Task goal:
Starting at the top line, print the entries below exactly as they are and skip every picture.

Input data:
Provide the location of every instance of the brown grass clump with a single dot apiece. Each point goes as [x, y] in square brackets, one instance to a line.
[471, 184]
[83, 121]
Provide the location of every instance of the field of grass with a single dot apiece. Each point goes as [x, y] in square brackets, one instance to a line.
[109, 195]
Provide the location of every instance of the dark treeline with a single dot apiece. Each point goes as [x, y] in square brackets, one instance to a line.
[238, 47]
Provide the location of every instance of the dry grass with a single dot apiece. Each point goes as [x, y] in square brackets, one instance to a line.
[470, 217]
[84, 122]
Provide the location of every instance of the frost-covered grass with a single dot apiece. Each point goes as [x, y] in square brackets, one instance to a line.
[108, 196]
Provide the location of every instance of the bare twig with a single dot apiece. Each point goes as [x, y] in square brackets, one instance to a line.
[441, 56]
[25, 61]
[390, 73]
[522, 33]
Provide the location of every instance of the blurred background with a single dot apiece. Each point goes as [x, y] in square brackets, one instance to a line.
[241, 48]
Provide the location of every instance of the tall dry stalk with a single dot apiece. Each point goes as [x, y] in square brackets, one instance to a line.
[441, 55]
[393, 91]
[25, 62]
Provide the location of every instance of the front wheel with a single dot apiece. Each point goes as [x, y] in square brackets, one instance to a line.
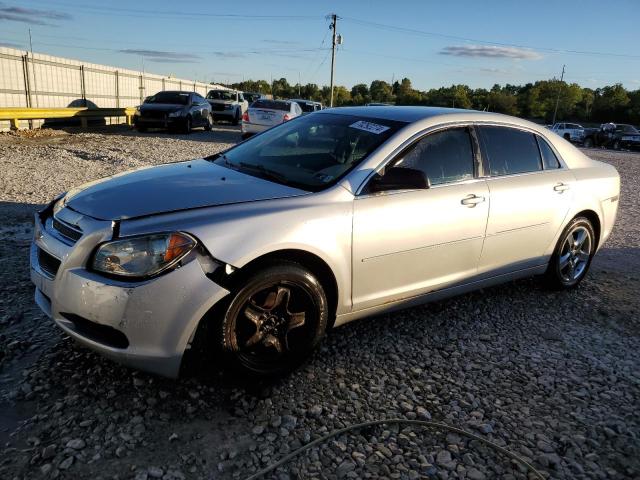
[275, 321]
[573, 254]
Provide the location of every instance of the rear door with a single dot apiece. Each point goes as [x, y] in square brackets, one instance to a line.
[410, 242]
[530, 197]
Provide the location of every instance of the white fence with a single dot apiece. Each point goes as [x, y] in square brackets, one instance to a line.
[44, 81]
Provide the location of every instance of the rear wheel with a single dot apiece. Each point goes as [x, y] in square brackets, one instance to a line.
[573, 254]
[275, 321]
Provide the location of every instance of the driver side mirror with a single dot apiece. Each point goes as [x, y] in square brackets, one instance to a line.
[397, 178]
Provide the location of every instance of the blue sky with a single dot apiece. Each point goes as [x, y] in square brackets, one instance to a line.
[434, 43]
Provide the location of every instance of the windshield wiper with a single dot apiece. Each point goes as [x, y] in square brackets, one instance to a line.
[264, 172]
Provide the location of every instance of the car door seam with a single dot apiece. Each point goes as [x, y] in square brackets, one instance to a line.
[435, 245]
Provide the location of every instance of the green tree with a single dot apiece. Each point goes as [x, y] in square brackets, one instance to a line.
[381, 91]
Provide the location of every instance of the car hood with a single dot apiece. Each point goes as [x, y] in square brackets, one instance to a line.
[168, 188]
[160, 107]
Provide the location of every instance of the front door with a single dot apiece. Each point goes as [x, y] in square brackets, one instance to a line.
[409, 242]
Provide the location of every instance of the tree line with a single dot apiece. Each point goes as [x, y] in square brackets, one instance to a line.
[535, 101]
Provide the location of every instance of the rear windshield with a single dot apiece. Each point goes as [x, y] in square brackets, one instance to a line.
[173, 98]
[271, 104]
[311, 152]
[221, 95]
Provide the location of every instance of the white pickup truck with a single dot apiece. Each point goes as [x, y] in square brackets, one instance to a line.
[569, 131]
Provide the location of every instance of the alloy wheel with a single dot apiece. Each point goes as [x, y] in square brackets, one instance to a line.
[575, 254]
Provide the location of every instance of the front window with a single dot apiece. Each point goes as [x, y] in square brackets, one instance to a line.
[221, 95]
[170, 98]
[626, 129]
[307, 107]
[272, 105]
[311, 152]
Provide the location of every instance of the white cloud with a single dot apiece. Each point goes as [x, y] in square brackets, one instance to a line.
[490, 51]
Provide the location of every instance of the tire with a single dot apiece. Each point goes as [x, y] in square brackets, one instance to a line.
[274, 321]
[572, 256]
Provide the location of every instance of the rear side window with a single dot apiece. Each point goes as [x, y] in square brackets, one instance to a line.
[444, 157]
[271, 105]
[549, 159]
[510, 151]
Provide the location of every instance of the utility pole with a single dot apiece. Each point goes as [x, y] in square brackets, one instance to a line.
[33, 70]
[334, 19]
[555, 111]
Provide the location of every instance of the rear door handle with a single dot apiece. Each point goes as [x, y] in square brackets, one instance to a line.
[472, 200]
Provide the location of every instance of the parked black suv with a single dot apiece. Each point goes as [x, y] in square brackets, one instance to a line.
[174, 110]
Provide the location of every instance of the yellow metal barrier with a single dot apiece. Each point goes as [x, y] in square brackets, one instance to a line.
[14, 115]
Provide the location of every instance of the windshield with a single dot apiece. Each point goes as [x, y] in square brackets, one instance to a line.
[221, 95]
[626, 129]
[173, 98]
[310, 152]
[307, 106]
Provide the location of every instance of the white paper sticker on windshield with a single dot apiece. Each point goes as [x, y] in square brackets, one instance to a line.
[369, 127]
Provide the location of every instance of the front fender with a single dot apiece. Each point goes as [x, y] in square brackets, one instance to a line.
[319, 223]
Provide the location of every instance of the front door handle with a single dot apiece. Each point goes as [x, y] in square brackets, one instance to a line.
[472, 200]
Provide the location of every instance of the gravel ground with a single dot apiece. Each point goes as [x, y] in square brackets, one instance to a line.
[553, 377]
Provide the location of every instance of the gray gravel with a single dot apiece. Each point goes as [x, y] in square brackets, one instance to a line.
[553, 377]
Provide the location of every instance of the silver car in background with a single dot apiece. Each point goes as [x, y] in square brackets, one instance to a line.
[334, 216]
[264, 114]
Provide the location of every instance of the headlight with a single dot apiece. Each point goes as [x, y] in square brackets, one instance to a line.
[142, 256]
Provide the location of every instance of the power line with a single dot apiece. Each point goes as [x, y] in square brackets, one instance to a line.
[466, 39]
[120, 11]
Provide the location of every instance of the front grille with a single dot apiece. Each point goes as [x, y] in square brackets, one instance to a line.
[48, 263]
[67, 231]
[97, 332]
[154, 114]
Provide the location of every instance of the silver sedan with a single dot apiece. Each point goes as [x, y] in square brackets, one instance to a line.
[257, 251]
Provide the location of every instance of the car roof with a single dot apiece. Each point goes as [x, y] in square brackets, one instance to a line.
[180, 92]
[405, 114]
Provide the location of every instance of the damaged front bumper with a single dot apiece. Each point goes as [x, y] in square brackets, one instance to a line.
[147, 325]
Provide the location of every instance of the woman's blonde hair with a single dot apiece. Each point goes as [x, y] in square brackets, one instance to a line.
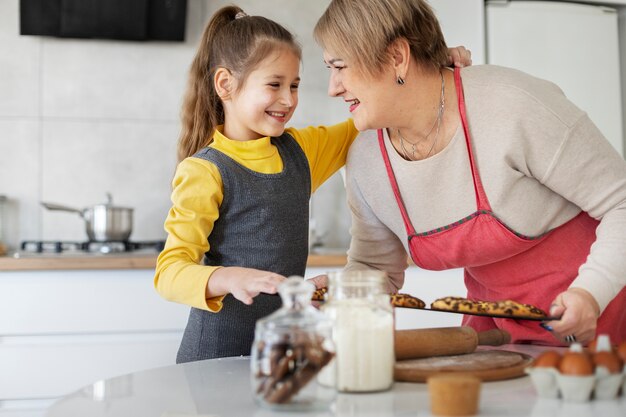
[360, 31]
[231, 40]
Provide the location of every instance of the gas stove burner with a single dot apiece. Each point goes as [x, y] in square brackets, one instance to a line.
[47, 246]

Reply:
Provide the location of every instance of the brown grass clump with a single dot apiece. Each point goes as [x, y] in square brackets, one instance to a line.
[471, 184]
[83, 121]
Provide the location of every instance of the field of grass with a single dot apiece. Each point goes as [x, y] in square brackets, one instance to a line.
[109, 195]
Provide the location of every instance of the dark treeline with a single dot apiece. Each point goes as [x, y] in square brackets, one instance to a line.
[238, 47]
Provide the location of every instance of the dry grass with a single dot apiece. Each point goes as [x, y] in square brackets, one instance to a line.
[470, 217]
[84, 122]
Provide the location of every instance of the frost-covered grass with a single dot apiece. Each point goes as [x, y] in square brackets, one instance to a line.
[108, 196]
Provide the location of every instance of the bare twig with a single dot apiece. Each point goes as [x, y] in square brackets, one instance to a line.
[441, 56]
[25, 61]
[390, 73]
[522, 33]
Provide the location of every instance of the blurred background with a single dot apiece. Each point goes as [x, y] in square brackets, one instance to a line.
[241, 48]
Provide the location of every instance of the tall dry stalk with a single dot apiece. Each point goes as [x, y] in square brackets, one instance to a line.
[441, 55]
[393, 91]
[25, 62]
Provide the location of every instance of the front wheel with a single dot apiece. Each point goes as [x, y] in square brackets, one instance to a line.
[275, 321]
[573, 254]
Provide the location of every instance of the rear door with a single dot apiece. Each point goes as [x, y] in square brackets, one instance to a line.
[410, 242]
[530, 197]
Provide the location of every instance of the white fence with a single dot apiece. Each point goes as [x, y] in square brackets, one instance to a line.
[44, 81]
Provide the location of every instance of the rear wheel with a single dot apiece. Each point goes as [x, y] in square brackets, one instance to a line.
[573, 254]
[275, 321]
Provide the location of every instance of the driver side mirror with a single dot apiece. Each point goes as [x, y] in square brackets, one instance to a line.
[397, 178]
Provide the location of every instance of the blue sky with a single dot apiece. Each point goes as [x, y] in square brackets, one instance to a line.
[434, 43]
Provide the location of every instance of the windshield wiper with a single dot apiece. Each point goes as [x, y] in square brackets, one instance to a line.
[264, 172]
Provide the location of every instance of the car door seam with a single dot apiece. Each point goes as [x, y] in square brackets, one instance to a line.
[435, 245]
Provide the location of every instance of the green tree with a single dot apiece. Each point goes as [x, y] in square brackets, one instance to a line.
[381, 91]
Provide the location of every instance of the car hood with a single dot apiece. Each point goes as [x, y] in square brackets, one instance to a line.
[168, 188]
[160, 107]
Provide the location of every instance of the front door with a single dot apiece. Each point goes as [x, y] in square brackets, one instance to a line.
[409, 242]
Provide the location of every instance of the tree line with a single dot apiece. Each point goes as [x, y] in square brackets, one instance to a line.
[535, 101]
Provide the location of every instance of the rear windshield with a single dot apiece. Each point goes as [x, y] in square brackets, one instance to a line.
[173, 98]
[271, 104]
[311, 152]
[221, 95]
Provide the location of every instance of the white pickup truck with a single dot apiece. Each point goes as [x, y] in square brackets, one instance to a line.
[569, 131]
Provide the location of every instance of the alloy wheel with a single dot apiece. Each point goes as [x, y] in square brackets, one instance to a line.
[575, 254]
Provide the location of every instance of the front window with a single dot apiece. Each point goes as [x, y] in square brackets, one instance to a line.
[221, 95]
[170, 98]
[626, 129]
[307, 107]
[272, 105]
[311, 152]
Provide the location of every instance of the white cloud with a single dot apiece. Each point goes as [x, y] in square brackets, one instance to a line.
[490, 51]
Provide the location of every instance of the tire with a single dot apiece. Each point goes as [x, y] in square brackets, one instance to a line.
[274, 321]
[572, 256]
Provide the location of every instance of the rear side window with a single dot apiece. Each point goes as [x, y] in square brackets, one instance to a line.
[444, 157]
[271, 105]
[549, 159]
[510, 151]
Provide the location of every instance of the utility pole with a single dot apiece. Each point goes as [x, y] in square brackets, one instance to a line.
[33, 70]
[334, 19]
[555, 111]
Provide the location of every instance of the rear door handle with a single dot apiece. Each point goes as [x, y] in square brackets, one instance to a line.
[472, 200]
Provide the location of every instance of the parked black suv with a single dot apiece. Each point goes as [x, y] in square brackets, one instance to a line.
[174, 110]
Provide the location of every instance of the yellow metal barrier with a single dot apiece. Each point goes as [x, y] in square brackets, one instance to a line.
[14, 115]
Provide the location of every instance of the windshield with a single dot apiece. Each point goes as [x, y] in square brackets, one instance to a line.
[221, 95]
[626, 129]
[173, 98]
[310, 152]
[307, 106]
Provide the location of every instance of the white paper sticker on windshield with a single dot apiece. Each point goes as [x, y] in square brackets, one instance to a line.
[369, 127]
Provide the location of every instance of the front fender with a single dot apiece. Each point goes as [x, y] in square brackets, one instance to a line.
[319, 223]
Provide the location of every instance of the front door handle with a single dot apiece. Each point goes as [x, y] in square brackets, one instance to a line.
[472, 200]
Provide the location of every instance of the gravel ground with a single dot apiece. Each point goes as [x, y] in square brackets, one instance to a line.
[553, 377]
Provide the location of every instance of the gray gravel with a single dot apiece. Each point goes as [x, y] in square brackets, one instance to a line.
[553, 377]
Provide the location of every instance of the silver car in background with a single dot apiece. Each point goes as [x, y] in square brackets, one instance to a line.
[334, 216]
[264, 114]
Provide the location of every instance of the headlight with a single dot apiece. Each point goes as [x, y] in square brackets, one instance to a line.
[142, 256]
Provide the location of every instance of the power line with a single dot apiece. Each point goes as [x, y] in square brackets, one instance to a line.
[466, 39]
[120, 11]
Provide the location of every instance of the front grille with a single dot apiece. Each point goes as [x, y] in square brackets, one instance to a line.
[48, 263]
[67, 231]
[97, 332]
[154, 114]
Provide the location of every instance of the silver sedan with a single dot apiece. Each point goes as [x, y] in square brackets, one instance to a line.
[257, 251]
Provide the location of every instance of the car roof with a single dot apiece. Each point goes as [x, y] in square brackets, one instance to a line.
[180, 92]
[405, 114]
Provide the location of every instance of the damaged front bumper with a single dot apiece. Each point goes as [x, y] in square brackets, one instance to a line.
[147, 325]
Provide the location of every instance of the woman's blonde hair with a single dot apiece. Each point goes as [x, y] in square brackets, one instance to a line.
[360, 31]
[231, 40]
Provide the location of every instance of the gas stove burner with a single dot apiece. Each point goes as [x, y] in square brackets, one instance to a line.
[47, 246]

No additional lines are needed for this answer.